### INSTRUCTIONS TO FOLLOW
What are the lines, written out exactly, from the one containing "Detect white sock" to the end of the entries below? Include both ends and nothing more.
== SOURCE DATA
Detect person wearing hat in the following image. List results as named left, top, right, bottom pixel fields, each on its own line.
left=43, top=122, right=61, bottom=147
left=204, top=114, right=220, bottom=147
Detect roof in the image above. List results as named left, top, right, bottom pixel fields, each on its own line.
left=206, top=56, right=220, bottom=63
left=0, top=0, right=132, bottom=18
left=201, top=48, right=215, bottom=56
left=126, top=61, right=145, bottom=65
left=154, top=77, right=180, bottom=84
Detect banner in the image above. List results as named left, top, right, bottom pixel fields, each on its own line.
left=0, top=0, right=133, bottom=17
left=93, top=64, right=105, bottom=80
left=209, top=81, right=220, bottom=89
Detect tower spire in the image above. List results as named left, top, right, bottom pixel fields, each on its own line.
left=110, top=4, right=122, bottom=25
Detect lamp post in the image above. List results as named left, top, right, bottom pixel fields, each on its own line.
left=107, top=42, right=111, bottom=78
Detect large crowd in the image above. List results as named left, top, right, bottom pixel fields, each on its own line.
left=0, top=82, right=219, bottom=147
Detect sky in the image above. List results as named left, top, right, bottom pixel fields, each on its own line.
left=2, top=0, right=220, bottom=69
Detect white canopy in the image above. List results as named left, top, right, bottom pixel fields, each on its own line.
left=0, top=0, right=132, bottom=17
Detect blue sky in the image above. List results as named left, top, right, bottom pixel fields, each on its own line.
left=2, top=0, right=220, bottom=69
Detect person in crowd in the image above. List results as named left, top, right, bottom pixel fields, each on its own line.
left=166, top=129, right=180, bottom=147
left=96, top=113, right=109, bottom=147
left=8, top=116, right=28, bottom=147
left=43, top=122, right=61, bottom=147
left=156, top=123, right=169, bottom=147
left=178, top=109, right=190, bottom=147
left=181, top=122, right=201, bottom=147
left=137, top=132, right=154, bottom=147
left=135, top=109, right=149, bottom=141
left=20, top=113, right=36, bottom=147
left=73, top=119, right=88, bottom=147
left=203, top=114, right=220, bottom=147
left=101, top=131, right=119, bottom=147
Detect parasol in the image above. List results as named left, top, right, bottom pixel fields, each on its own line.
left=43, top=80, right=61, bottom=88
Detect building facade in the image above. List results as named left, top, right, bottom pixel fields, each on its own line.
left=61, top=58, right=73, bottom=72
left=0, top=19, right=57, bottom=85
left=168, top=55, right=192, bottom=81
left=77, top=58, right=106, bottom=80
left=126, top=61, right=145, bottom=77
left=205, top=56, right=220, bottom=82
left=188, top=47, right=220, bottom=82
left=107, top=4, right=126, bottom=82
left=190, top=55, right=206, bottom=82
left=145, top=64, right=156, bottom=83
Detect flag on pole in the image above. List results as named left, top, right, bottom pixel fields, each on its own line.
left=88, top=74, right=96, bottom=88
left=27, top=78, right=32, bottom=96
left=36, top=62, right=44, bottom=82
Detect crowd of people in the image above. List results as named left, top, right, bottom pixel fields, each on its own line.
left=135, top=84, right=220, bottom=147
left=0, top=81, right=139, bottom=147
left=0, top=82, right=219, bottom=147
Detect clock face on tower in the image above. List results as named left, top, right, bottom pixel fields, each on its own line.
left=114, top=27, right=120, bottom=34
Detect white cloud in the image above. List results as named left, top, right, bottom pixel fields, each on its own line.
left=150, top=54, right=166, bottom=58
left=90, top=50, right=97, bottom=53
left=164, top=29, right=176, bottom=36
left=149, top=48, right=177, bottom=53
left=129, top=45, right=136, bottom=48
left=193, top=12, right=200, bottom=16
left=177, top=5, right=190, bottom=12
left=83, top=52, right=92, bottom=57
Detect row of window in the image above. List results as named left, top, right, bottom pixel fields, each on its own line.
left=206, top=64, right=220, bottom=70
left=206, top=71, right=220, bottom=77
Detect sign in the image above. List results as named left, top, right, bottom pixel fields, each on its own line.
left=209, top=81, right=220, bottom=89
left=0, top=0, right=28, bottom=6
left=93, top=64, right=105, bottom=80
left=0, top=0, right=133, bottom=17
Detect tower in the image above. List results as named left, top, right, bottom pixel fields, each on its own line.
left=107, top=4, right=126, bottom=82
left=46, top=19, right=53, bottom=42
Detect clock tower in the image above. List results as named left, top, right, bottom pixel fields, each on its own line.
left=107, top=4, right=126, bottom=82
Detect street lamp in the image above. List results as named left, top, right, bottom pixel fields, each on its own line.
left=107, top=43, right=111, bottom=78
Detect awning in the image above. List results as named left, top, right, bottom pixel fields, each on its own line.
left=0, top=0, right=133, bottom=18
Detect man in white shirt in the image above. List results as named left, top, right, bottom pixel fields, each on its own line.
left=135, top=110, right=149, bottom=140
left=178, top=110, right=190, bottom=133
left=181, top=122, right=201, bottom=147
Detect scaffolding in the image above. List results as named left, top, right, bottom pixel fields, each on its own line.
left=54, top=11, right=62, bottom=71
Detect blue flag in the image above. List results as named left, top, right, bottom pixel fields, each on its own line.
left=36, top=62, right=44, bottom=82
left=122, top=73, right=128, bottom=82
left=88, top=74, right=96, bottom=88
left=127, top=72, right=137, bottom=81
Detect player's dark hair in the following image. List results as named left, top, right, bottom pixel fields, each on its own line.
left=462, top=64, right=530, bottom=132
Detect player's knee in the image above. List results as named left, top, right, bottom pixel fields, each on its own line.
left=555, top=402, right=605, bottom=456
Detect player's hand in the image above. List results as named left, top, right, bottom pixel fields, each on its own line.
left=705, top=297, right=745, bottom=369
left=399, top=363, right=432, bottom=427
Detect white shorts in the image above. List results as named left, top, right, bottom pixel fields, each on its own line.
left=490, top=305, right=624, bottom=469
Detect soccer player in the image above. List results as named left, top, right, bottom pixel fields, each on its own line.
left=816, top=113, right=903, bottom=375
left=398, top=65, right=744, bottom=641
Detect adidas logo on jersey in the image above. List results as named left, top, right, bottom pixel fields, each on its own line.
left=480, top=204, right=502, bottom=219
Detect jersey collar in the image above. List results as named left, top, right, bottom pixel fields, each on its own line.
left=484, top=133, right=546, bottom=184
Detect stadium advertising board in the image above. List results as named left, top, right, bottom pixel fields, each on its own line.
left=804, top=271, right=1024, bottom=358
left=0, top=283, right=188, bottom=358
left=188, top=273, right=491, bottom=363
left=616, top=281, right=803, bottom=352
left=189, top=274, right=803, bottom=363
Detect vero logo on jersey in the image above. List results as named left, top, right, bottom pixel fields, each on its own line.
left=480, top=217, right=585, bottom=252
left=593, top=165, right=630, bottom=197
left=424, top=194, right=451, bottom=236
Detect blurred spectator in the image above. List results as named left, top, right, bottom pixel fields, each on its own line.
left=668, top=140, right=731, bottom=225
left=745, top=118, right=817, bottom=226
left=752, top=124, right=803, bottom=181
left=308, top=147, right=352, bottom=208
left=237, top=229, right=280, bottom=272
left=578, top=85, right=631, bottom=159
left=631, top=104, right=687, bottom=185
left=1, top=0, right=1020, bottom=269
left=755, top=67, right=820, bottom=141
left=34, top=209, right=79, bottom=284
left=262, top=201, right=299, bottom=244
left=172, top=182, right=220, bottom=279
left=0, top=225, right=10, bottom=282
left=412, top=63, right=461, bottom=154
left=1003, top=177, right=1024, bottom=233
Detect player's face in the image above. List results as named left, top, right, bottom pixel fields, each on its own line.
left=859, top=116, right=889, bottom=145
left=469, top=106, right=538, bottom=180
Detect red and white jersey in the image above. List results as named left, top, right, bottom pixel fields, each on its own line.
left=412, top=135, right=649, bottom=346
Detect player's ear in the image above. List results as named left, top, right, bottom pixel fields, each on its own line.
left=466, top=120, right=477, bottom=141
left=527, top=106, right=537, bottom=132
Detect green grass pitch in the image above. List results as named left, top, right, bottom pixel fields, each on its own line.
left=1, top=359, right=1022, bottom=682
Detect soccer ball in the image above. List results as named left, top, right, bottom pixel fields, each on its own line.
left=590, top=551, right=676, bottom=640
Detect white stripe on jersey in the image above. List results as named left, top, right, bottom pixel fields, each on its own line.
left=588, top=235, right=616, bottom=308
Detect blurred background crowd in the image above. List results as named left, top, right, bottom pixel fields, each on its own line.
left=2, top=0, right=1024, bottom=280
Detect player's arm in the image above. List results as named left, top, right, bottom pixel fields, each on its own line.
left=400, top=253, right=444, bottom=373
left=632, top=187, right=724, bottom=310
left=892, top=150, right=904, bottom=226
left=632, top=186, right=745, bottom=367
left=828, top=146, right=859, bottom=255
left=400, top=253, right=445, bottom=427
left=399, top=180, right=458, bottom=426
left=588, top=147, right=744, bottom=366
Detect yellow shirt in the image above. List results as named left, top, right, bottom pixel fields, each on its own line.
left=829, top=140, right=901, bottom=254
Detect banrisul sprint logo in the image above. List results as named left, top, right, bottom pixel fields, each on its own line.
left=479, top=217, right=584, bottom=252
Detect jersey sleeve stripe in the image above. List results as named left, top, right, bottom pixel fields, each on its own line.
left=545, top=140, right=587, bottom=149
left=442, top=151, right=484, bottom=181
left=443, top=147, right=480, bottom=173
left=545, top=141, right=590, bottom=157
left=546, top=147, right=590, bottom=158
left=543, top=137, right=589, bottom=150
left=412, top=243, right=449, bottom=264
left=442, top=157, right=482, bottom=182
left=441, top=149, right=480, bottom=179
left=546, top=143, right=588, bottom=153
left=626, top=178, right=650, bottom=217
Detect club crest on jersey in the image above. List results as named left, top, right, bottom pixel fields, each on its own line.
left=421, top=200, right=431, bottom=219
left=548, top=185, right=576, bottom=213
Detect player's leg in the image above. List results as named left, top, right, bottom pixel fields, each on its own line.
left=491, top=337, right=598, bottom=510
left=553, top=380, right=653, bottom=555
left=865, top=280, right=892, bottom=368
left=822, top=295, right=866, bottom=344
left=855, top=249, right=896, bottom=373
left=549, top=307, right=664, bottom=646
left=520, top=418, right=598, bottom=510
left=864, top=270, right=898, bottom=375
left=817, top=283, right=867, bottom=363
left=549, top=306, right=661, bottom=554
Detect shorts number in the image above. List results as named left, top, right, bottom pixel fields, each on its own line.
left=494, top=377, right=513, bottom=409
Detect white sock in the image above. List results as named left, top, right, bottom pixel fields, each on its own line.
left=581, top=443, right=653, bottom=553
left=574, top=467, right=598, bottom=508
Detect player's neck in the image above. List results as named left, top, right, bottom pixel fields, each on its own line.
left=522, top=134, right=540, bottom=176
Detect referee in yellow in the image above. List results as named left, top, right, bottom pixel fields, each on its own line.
====
### TASK RESULT
Detect white sock in the image above. List results as named left, top, right, bottom pixel fields, each on its own line.
left=581, top=443, right=653, bottom=553
left=574, top=467, right=598, bottom=508
Detect player's neck in the image above. List results as named left, top, right, bottom pixel fields, each on its own line.
left=522, top=134, right=540, bottom=176
Detect referee in yellow in the image above. List results as named left, top, right, bottom pixel fields, each on its own line.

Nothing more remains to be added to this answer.